Aim of the task
Please gather every line in the records below that contains the word "photo", copying each line in full.

▬▬▬▬▬▬▬▬▬▬

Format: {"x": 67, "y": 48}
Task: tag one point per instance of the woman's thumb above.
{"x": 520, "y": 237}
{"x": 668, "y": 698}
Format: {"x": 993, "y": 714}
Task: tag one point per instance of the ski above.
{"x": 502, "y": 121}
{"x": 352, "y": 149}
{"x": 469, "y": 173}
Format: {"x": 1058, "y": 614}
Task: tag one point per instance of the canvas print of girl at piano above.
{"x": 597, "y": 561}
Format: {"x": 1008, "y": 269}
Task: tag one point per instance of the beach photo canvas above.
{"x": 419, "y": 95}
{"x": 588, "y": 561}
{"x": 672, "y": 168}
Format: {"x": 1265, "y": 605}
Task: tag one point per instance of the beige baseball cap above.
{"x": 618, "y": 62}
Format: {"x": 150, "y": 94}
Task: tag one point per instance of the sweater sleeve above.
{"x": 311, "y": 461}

▬▬▬▬▬▬▬▬▬▬

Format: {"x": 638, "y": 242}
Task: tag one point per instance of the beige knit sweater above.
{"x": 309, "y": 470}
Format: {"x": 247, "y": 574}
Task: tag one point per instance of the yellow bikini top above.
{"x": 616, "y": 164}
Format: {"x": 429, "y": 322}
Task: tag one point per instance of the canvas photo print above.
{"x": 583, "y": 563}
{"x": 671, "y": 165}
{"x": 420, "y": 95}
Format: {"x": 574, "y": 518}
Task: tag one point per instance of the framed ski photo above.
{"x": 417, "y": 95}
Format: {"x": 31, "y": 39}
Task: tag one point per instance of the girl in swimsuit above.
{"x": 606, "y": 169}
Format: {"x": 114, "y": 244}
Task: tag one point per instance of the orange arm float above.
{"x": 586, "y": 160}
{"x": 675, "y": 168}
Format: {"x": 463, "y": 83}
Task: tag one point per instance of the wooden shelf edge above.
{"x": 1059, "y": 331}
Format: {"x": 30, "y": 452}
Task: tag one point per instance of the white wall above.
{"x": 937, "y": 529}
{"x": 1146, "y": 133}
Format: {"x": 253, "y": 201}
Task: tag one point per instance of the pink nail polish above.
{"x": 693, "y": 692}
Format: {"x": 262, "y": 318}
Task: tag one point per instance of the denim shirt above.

▬▬▬▬▬▬▬▬▬▬

Task result
Task: tag one point per instance of the beach photo canvas above.
Task: tag one point per instance of the canvas photo print above.
Task: tag one point per instance of the framed ski photo above.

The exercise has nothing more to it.